> **About this exercise**: Retype the items from their first line through the line containing "box: [135, 47, 643, 546]", keeping both ends and changing nothing.

Saved entries

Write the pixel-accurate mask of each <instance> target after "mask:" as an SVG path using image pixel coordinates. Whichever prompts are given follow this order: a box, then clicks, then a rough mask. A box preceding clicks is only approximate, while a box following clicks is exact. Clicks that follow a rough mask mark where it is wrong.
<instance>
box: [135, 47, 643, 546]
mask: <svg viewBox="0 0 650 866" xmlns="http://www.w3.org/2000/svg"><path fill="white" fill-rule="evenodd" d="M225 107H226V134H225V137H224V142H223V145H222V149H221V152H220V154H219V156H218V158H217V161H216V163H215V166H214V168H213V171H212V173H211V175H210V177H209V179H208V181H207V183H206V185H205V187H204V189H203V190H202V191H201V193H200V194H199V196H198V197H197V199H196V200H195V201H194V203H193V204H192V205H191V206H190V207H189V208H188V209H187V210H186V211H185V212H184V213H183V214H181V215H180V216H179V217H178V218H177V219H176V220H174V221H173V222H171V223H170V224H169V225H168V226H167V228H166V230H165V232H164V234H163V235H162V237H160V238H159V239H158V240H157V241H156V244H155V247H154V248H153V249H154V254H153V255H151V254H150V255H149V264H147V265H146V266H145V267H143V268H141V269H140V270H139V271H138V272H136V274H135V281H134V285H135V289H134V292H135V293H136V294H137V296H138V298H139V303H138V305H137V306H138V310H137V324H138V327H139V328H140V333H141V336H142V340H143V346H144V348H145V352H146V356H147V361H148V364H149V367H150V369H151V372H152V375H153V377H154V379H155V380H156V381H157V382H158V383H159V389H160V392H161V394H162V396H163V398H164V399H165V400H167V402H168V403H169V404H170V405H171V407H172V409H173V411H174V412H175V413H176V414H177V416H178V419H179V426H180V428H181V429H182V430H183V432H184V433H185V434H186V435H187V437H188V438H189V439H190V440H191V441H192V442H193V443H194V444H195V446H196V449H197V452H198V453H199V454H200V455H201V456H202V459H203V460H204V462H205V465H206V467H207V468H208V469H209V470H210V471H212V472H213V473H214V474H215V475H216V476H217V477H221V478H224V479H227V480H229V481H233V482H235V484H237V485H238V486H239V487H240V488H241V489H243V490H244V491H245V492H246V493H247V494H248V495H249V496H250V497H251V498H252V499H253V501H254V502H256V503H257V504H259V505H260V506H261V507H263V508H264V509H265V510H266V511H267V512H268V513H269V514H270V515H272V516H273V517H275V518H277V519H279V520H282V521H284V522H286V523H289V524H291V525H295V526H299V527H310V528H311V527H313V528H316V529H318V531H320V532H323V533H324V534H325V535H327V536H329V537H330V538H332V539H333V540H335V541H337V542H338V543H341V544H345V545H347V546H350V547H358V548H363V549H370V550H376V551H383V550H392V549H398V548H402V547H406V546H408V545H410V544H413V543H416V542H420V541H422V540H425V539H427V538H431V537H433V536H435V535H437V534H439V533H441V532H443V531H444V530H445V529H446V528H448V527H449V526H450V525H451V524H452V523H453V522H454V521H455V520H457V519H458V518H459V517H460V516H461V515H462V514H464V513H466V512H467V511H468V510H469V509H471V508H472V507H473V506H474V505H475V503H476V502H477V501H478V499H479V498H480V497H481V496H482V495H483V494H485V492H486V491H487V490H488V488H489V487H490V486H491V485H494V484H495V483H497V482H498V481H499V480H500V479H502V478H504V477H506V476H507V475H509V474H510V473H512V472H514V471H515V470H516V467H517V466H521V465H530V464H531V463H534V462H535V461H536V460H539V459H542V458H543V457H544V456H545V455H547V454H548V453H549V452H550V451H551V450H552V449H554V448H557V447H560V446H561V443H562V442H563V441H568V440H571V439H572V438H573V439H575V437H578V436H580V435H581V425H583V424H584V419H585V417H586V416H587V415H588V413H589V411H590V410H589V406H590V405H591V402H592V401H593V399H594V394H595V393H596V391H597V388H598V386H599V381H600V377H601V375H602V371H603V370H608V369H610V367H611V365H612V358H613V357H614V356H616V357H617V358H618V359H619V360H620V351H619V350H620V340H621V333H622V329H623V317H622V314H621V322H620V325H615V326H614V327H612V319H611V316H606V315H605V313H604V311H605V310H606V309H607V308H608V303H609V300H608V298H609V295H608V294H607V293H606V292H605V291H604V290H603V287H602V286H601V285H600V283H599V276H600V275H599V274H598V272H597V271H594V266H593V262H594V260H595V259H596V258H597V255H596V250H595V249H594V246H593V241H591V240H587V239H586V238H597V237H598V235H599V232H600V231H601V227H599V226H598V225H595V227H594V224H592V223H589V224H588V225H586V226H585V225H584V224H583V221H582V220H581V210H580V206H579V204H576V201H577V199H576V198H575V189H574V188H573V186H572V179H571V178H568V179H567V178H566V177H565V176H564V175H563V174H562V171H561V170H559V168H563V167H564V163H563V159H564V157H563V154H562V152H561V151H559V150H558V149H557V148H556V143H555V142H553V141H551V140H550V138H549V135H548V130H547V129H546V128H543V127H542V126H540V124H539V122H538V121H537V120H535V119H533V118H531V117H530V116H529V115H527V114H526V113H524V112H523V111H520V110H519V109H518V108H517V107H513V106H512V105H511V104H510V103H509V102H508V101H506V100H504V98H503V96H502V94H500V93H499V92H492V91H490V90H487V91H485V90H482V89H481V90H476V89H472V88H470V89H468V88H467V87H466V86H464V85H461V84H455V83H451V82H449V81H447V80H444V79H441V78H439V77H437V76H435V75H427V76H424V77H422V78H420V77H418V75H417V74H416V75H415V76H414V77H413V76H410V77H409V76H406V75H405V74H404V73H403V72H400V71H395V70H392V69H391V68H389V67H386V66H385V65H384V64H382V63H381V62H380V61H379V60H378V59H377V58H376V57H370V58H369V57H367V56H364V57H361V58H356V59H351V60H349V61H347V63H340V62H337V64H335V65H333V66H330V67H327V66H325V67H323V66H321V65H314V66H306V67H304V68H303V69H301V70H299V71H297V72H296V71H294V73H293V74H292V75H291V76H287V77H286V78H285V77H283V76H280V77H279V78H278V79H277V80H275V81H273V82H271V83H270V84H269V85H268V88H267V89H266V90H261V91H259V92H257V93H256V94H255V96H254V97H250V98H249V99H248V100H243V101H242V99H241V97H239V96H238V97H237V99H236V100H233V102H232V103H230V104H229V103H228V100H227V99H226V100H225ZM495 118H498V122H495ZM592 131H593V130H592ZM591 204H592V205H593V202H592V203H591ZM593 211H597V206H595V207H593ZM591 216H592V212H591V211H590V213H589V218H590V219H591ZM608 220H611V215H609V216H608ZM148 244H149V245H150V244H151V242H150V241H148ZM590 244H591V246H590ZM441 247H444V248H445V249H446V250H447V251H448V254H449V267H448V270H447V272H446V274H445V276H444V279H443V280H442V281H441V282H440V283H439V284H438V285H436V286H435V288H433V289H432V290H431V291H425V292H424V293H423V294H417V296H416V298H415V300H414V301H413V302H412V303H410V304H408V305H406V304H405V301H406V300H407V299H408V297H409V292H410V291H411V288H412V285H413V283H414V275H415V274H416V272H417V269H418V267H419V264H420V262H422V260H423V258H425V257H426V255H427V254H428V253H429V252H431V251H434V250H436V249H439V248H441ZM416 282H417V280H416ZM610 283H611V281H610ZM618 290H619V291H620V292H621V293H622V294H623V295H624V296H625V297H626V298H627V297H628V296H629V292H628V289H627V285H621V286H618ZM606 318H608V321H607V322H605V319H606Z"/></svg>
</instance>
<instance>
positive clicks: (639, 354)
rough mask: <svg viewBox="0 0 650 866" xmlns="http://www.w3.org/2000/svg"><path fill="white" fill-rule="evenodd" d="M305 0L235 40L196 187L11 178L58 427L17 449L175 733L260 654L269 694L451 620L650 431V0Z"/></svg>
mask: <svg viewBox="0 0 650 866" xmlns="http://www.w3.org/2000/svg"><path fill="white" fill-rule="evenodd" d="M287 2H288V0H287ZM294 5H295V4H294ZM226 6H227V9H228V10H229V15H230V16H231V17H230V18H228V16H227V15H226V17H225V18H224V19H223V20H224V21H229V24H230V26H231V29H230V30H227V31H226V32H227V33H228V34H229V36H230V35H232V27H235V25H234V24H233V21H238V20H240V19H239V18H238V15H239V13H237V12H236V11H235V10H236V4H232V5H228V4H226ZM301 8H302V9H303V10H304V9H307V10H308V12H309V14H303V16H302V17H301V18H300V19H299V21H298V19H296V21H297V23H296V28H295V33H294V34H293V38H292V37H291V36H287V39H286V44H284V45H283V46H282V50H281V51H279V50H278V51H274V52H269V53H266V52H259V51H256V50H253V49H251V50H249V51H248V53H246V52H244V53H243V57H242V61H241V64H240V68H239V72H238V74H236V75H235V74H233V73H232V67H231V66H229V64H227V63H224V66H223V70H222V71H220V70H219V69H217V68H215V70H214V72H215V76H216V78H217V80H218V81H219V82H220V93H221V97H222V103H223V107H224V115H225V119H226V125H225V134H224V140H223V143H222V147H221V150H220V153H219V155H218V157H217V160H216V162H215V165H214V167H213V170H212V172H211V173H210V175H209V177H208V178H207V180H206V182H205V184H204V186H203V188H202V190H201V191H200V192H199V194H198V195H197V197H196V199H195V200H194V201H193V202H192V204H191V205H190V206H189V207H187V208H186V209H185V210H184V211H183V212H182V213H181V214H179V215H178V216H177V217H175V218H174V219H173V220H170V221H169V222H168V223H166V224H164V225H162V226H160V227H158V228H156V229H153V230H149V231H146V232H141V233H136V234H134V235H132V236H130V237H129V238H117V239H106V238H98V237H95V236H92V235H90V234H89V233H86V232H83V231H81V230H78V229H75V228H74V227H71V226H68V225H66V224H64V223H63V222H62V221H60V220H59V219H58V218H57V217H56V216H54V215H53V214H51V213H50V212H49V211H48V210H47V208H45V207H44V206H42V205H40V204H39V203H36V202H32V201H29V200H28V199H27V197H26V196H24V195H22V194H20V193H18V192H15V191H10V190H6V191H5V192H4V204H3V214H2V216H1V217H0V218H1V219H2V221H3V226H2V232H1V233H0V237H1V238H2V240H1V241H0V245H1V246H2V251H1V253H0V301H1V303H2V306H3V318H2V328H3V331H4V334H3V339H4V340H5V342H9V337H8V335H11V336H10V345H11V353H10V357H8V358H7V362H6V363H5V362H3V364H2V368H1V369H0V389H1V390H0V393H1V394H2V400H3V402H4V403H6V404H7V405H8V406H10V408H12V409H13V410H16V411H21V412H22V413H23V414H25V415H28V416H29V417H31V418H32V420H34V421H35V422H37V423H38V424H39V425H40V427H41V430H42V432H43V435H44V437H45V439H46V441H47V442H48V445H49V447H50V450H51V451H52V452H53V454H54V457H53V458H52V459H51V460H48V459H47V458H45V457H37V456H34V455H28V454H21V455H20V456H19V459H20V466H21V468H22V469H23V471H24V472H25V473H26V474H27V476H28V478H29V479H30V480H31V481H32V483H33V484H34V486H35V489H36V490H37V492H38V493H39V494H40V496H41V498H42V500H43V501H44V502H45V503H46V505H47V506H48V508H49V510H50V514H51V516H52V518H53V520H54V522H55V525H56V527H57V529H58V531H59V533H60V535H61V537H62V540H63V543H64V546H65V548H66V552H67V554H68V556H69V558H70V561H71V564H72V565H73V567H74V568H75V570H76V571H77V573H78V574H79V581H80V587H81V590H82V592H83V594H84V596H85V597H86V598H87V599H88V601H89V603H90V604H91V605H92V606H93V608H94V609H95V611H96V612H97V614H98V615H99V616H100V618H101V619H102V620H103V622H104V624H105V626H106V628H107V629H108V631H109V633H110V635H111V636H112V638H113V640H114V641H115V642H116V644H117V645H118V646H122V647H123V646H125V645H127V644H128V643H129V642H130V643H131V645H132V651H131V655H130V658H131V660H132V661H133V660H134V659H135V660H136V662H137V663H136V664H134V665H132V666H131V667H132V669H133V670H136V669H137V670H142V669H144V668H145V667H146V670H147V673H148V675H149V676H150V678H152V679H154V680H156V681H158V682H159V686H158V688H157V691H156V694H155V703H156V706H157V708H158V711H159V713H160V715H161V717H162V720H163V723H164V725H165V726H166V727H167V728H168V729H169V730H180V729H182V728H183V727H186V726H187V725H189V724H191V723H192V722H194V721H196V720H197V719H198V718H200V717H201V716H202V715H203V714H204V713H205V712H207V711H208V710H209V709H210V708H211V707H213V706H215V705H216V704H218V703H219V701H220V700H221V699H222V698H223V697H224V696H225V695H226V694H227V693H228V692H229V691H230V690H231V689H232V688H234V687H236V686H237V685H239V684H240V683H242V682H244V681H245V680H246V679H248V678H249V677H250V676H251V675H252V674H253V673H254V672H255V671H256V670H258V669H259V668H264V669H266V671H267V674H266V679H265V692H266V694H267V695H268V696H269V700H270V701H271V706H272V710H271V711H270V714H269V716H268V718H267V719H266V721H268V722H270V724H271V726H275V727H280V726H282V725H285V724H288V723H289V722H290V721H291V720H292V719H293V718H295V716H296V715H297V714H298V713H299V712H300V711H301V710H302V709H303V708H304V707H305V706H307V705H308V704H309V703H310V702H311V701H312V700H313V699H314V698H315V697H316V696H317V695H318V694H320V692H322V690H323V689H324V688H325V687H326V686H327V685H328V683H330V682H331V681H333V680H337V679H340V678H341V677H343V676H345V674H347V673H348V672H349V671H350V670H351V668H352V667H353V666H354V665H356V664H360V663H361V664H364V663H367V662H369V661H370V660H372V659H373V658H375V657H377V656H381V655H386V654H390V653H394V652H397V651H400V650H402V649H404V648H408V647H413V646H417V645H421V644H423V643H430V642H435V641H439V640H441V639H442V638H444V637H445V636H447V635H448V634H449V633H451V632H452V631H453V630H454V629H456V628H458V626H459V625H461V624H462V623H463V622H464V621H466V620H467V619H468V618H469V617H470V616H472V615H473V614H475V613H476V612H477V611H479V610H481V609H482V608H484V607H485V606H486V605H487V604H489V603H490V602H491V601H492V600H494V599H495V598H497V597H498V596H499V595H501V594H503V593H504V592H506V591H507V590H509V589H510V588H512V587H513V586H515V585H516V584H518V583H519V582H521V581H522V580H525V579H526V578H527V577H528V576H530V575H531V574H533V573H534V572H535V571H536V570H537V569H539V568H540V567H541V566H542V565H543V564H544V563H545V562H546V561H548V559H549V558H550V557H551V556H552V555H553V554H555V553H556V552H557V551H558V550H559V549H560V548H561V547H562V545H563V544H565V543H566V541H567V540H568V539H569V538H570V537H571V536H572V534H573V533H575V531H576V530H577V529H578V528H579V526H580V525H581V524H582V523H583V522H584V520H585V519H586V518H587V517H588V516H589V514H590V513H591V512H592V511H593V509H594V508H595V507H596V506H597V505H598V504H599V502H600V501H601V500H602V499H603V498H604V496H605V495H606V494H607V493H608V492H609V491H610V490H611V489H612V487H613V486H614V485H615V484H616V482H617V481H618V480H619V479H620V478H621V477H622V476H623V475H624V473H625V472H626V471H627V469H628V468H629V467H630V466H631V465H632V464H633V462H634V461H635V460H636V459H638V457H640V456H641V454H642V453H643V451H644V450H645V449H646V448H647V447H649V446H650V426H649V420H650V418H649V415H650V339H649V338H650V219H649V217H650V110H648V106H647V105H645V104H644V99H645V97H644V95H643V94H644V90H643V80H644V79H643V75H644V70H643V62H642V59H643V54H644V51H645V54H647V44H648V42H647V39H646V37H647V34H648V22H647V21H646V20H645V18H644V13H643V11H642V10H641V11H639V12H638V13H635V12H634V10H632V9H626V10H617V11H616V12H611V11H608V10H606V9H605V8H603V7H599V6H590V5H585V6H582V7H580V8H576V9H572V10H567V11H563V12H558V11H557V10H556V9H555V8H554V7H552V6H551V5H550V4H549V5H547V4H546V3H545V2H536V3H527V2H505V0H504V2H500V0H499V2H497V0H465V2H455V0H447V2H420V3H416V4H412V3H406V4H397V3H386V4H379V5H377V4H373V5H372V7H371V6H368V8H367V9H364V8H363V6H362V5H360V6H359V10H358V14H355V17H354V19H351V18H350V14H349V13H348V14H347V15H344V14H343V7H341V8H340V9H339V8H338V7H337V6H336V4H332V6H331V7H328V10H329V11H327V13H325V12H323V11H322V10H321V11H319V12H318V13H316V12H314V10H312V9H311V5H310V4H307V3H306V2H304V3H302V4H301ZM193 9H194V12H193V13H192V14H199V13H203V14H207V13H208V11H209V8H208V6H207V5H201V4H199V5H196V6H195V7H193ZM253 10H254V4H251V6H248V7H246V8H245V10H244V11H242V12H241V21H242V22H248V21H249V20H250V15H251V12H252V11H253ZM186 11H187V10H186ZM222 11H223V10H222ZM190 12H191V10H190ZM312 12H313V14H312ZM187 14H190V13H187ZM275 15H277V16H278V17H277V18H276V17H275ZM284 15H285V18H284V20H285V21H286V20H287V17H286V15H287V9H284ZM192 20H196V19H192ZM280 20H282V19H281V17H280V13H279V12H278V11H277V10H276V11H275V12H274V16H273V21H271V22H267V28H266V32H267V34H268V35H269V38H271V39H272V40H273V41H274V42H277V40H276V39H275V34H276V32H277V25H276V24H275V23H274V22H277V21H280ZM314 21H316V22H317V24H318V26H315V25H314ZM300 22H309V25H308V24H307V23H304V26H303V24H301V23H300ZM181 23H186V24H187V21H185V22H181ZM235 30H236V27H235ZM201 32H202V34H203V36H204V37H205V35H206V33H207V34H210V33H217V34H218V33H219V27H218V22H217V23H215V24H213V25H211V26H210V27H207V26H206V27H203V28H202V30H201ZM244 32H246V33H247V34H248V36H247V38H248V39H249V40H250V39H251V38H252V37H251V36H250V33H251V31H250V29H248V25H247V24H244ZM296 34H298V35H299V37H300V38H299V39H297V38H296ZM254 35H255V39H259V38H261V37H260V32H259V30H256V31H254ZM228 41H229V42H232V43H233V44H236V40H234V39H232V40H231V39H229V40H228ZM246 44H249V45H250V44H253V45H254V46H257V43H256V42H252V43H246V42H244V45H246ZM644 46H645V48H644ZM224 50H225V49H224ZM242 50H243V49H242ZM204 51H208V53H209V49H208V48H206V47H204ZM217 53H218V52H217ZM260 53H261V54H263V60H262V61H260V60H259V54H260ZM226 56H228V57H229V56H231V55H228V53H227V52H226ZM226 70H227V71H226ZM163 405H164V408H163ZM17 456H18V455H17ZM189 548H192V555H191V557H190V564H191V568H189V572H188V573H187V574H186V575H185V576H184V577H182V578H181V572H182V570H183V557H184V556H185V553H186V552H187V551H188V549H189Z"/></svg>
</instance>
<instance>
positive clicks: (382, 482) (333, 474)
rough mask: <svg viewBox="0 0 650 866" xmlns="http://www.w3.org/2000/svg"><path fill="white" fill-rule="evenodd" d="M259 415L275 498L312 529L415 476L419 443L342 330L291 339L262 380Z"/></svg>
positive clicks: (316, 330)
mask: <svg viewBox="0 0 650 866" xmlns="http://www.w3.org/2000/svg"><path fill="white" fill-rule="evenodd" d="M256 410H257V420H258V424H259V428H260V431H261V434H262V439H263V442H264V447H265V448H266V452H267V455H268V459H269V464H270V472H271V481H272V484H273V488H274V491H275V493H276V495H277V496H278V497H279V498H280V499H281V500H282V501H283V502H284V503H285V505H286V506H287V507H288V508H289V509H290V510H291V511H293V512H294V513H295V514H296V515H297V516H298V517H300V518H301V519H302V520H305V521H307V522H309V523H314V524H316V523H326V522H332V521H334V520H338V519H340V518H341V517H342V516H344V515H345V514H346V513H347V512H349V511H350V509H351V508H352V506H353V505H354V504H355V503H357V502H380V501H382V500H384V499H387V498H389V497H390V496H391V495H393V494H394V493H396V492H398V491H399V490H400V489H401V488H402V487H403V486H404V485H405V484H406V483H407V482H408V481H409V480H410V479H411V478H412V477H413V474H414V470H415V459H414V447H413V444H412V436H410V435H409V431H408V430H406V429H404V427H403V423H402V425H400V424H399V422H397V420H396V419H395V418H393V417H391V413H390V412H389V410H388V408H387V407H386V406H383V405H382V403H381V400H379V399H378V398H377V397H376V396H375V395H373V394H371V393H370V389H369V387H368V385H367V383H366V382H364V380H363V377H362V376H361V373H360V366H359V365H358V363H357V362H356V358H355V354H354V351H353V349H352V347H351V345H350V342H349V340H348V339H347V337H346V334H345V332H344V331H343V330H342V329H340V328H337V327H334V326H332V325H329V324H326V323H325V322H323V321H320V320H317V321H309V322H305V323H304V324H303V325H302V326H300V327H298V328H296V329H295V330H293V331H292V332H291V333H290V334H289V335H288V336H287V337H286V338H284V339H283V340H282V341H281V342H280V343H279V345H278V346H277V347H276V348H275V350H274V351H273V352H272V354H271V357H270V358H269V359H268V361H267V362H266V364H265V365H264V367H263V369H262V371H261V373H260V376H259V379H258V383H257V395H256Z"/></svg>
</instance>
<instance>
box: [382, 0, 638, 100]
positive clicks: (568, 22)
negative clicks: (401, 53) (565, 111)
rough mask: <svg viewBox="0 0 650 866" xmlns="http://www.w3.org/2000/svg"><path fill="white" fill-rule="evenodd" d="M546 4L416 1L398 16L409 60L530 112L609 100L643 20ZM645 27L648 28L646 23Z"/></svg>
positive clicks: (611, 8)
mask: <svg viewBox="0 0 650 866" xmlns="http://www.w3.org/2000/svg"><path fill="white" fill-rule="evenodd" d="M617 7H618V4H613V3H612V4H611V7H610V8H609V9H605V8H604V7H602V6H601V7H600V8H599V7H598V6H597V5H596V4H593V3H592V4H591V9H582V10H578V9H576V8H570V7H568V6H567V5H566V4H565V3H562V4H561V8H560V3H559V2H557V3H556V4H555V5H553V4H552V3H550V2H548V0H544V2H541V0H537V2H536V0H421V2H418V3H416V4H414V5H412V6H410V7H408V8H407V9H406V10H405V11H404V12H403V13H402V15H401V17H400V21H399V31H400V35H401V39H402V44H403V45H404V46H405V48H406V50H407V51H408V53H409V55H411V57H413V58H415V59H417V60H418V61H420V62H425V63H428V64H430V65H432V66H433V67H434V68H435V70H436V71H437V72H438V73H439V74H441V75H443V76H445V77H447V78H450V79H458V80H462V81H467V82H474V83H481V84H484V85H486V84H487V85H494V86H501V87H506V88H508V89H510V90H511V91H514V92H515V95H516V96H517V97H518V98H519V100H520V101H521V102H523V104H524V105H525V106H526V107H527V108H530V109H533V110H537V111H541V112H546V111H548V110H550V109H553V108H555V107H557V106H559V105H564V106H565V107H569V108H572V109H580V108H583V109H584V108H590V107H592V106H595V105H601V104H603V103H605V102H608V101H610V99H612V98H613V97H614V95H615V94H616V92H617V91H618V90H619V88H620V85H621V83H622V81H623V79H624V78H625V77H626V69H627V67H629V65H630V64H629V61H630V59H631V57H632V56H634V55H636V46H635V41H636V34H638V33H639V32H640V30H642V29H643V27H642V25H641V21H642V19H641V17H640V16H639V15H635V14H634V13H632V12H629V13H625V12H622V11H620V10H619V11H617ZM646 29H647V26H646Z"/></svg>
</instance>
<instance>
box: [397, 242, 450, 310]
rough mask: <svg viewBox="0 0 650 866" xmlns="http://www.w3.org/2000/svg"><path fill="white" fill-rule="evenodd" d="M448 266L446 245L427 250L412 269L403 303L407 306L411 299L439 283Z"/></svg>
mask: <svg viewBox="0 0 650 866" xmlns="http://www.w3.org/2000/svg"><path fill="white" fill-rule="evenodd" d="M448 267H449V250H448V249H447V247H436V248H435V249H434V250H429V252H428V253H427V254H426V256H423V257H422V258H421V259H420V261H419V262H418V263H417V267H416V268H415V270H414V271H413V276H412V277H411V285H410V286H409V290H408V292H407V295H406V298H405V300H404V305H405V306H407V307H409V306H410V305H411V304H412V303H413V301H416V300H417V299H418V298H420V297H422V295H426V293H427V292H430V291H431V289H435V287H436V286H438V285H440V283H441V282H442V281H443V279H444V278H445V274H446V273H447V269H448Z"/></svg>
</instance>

> **Solution for this exercise**:
Write the pixel-accurate mask of each <instance> target after "mask:" as an SVG path using image pixel coordinates. Whichever prompts are given follow this order: a box, then clicks, then a rough mask. A box preceding clicks is only approximate, while a box following clicks is exact. Clicks that follow a rough mask mark where it is wrong.
<instance>
box: [135, 47, 643, 546]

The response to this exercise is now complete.